▶ [EXERCISE REQUIREMENTS]:
Write out the data again with "Field-scouting task" swapped for "Crop-survey task" and everything else kept the same. Leave the pictures out of your answer.

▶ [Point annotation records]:

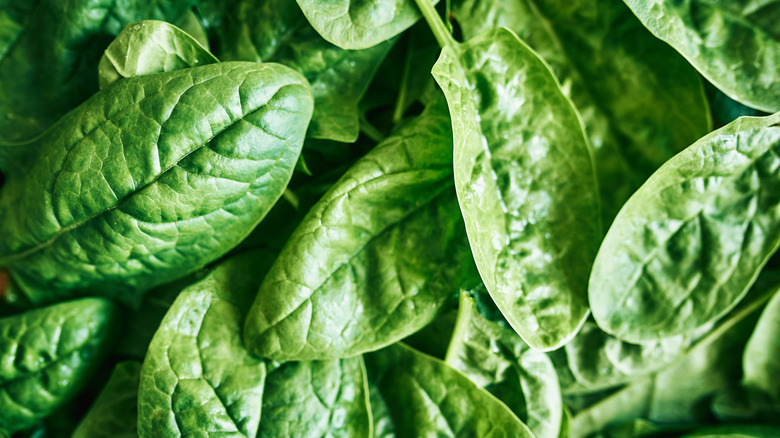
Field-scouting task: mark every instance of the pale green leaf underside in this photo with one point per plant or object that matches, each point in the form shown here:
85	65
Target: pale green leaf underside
691	241
374	259
150	47
152	178
525	182
733	43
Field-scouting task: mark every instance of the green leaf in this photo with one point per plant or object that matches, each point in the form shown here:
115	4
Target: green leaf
640	101
115	411
48	53
761	360
322	399
277	31
47	355
150	47
733	43
197	376
497	360
151	179
425	397
690	242
359	24
525	183
374	259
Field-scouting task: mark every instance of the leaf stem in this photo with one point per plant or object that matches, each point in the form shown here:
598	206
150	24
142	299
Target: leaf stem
465	310
436	24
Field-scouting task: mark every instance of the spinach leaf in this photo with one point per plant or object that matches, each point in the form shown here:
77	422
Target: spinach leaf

▶ [WRITTEN RESPONSE]:
Crop-survey task: mark every instance of the pale green leaf underside in this photo with one point per plant or object that matches, each point in the form shown here:
85	65
Target: pale green leaf underside
691	241
374	259
150	47
152	178
525	182
733	43
Crop-survey task: mark every instance of the green leaf in this photo with one point per plant or object that matches, each point in the form shown here:
115	4
Target: green leaf
640	101
115	411
48	53
761	360
322	399
277	31
47	355
150	47
733	43
197	376
497	360
151	179
425	397
690	242
359	24
525	183
374	259
Crop-survey task: mark every instance of the leaf stem in this photo with one point per plant or object that matches, each point in the form shown here:
598	206
150	24
142	299
Target: leaf stem
465	310
436	24
Crop-survey task: mark every instance of the spinach leaf in this photo with one point per plant or object that matches, each point in the form shown here:
77	422
Target: spinach leaf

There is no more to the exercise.